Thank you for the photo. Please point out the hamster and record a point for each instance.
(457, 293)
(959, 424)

::::

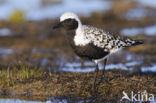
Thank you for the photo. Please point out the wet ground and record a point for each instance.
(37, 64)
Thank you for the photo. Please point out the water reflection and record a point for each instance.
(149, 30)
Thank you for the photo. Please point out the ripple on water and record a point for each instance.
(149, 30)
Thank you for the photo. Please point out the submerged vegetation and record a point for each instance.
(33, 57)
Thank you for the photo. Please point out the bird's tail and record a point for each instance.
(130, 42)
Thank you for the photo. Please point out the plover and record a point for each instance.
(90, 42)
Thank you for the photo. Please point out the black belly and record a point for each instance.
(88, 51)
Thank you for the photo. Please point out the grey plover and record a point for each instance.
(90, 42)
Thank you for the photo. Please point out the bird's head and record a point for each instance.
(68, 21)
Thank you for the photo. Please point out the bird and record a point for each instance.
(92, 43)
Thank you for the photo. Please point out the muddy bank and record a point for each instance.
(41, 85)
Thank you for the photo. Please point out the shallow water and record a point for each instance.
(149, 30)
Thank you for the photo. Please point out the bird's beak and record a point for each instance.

::::

THE PROBLEM = Lay out the listing from the line with "Thank you for the photo. Please point out the plover" up to and including the line with "Thank you for the photo. Please point out the bird's beak" as a Markdown table. Use the columns Row and Entry, number each line under Row, and leave out blank lines.

SOLUTION TO THE PROBLEM =
| Row | Entry |
|---|---|
| 1 | Thank you for the photo. Please point out the plover and record a point for each instance. |
| 2 | (90, 42) |
| 3 | Thank you for the photo. Please point out the black belly and record a point for each instance. |
| 4 | (88, 51) |
| 5 | Thank you for the photo. Please point out the grey plover and record a point for each instance. |
| 6 | (90, 42) |
| 7 | Thank you for the photo. Please point out the bird's head and record a point for each instance. |
| 8 | (68, 21) |
| 9 | Thank you for the photo. Please point out the bird and record a point for each instance. |
| 10 | (92, 43) |
| 11 | Thank you for the photo. Please point out the muddy bank and record a point for each instance. |
| 12 | (41, 85) |
| 13 | Thank you for the photo. Please point out the shallow water and record a point for each instance. |
| 14 | (149, 30) |
| 15 | Thank you for the photo. Please point out the bird's beak and record a point for each instance. |